## begin Entries

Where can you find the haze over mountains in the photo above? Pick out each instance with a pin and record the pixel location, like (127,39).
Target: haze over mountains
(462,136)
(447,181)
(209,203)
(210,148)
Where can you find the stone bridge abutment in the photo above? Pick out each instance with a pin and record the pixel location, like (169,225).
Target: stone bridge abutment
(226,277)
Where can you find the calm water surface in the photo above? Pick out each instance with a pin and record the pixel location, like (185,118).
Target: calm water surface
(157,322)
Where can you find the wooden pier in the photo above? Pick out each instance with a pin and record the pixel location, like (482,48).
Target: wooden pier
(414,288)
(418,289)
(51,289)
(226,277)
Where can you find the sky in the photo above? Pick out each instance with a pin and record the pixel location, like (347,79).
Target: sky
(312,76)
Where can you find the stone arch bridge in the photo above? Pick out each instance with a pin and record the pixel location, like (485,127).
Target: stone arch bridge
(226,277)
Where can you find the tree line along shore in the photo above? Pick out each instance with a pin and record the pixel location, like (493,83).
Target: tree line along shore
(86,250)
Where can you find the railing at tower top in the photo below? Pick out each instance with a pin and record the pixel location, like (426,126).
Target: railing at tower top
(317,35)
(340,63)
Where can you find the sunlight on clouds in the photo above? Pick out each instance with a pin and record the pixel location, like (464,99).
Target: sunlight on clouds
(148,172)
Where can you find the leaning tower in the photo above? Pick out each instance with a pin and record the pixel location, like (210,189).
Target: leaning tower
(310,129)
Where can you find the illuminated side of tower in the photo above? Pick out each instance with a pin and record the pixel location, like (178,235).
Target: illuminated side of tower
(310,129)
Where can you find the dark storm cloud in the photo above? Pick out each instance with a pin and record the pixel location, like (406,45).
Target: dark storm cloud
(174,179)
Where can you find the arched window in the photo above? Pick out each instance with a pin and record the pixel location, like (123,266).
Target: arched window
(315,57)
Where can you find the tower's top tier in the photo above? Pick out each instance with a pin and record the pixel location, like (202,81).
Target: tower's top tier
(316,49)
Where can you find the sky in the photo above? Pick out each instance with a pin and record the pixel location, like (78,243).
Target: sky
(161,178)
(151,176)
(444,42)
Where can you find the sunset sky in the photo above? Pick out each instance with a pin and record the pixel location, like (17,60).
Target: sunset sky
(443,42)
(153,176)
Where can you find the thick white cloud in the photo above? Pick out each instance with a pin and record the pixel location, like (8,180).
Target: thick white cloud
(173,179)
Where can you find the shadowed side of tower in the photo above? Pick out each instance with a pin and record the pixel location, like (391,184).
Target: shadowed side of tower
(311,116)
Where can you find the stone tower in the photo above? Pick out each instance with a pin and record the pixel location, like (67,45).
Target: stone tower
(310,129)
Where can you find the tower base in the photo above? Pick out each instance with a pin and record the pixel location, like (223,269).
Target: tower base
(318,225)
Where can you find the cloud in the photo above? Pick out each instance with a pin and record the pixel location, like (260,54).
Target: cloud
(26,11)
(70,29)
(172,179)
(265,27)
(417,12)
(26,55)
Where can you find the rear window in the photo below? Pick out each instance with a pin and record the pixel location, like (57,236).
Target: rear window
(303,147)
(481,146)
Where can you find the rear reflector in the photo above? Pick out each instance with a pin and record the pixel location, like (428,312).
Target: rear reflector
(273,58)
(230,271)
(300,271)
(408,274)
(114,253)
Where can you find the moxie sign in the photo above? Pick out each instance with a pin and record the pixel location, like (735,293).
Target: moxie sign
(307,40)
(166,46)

## end Entries

● **Given request**
Print all of the records above verbatim, line for line, with nothing changed, added, or left out.

● **Answer to the problem**
Where can you find the haze over mountains in the photo above? Pick out each instance with a pin and record the pixel location, like (127,39).
Target: haze over mountains
(462,136)
(447,181)
(209,203)
(210,148)
Where can you find the stone bridge abutment in the photo above? Pick out each instance with a pin and record the pixel location, like (169,225).
Target: stone bridge abutment
(226,277)
Where can you find the calm water surface in the photo above? Pick out each instance with a pin and record the pixel location, like (185,118).
Target: calm water surface
(157,322)
Where can you find the wooden pier in the photo above? Pick out each instance with a pin and record the pixel location, like (482,48).
Target: wooden pier
(414,288)
(418,289)
(51,289)
(226,277)
Where can you find the sky in the photo above? Pick out each instance with a pin and record the pixel location, like (347,79).
Target: sky
(312,76)
Where can you find the stone arch bridge in the photo above? Pick out each instance with a pin and record the pixel location, like (485,127).
Target: stone arch bridge
(226,277)
Where can you find the tree line along shore in the photo above? Pick out each instance with a pin and record the pixel location, like (493,83).
Target: tree line along shore
(86,250)
Where can you find the railing at tower top in the photo below? Pick out each instance with a pin and record the pixel location, like (426,126).
Target: railing at tower top
(317,35)
(340,63)
Where can you find the sunlight on clouds in the photo above? Pick out each instance with a pin and record the pixel location, like (464,99).
Target: sunlight on clouds
(148,172)
Where can you find the leaning tower in the photo above? Pick out each instance with a pin and record the pixel location, like (210,189).
Target: leaning tower
(310,129)
Where can you find the illuminated side of tower in the photo above? Pick out each instance with a pin and record the pixel location, like (178,235).
Target: illuminated side of tower
(310,129)
Where can you find the dark storm cloud in the photo above? Pick out each instance with a pin and record the pixel location, like (406,45).
Target: dark storm cloud
(174,179)
Where can you find the arched window in the photo above? Pick out each instance with a pin and record the pixel location, like (123,266).
Target: arched window
(315,57)
Where can you find the tower's top tier in the photo above? Pick out each instance with a pin and record the pixel location, like (202,81).
Target: tower's top tier
(316,49)
Where can you find the sky in the photo above? Pick out each instance with a pin and record the pixel location, like (78,243).
Target: sky
(161,178)
(151,176)
(444,42)
Where can you find the sunset sky in the photo above? Pick out each instance with a pin and record the pixel location, like (17,60).
Target: sunset sky
(443,42)
(153,176)
Where can you find the thick white cloud in the photo above? Pick out each instance with a pin and record the pixel location, like (8,180).
Target: thick white cloud
(173,179)
Where can you find the shadowed side of tower in the photo above? Pick out each instance with a pin and record the pixel location, like (391,184).
Target: shadowed side of tower
(311,116)
Where can you find the stone tower in the photo above? Pick out each instance with a pin and record the pixel location, like (67,45).
Target: stone tower
(310,129)
Where can you find the tower base in the photo above? Pick out each instance with a pin and record the pixel location, like (223,269).
Target: tower base
(318,225)
Where can you find the cloud in the photo above? Pick out each instance with a pin and record the pixel location, like (260,54).
Target: cloud
(26,11)
(70,29)
(172,179)
(265,27)
(417,12)
(26,55)
Where can you find the rear window in the photo below? Pick out each instance with a pin and record the pixel location, like (57,236).
Target: rear window
(303,147)
(481,146)
Where can you find the rear reflector in the photo above? Pick out each instance with a pin and record the pixel location, like (428,312).
Target: rear reflector
(273,58)
(230,271)
(300,271)
(408,274)
(114,253)
Where can you find the moxie sign in the photo above? Pick out each instance with a pin and record the pixel location, like (735,293).
Target: moxie sign
(307,40)
(166,46)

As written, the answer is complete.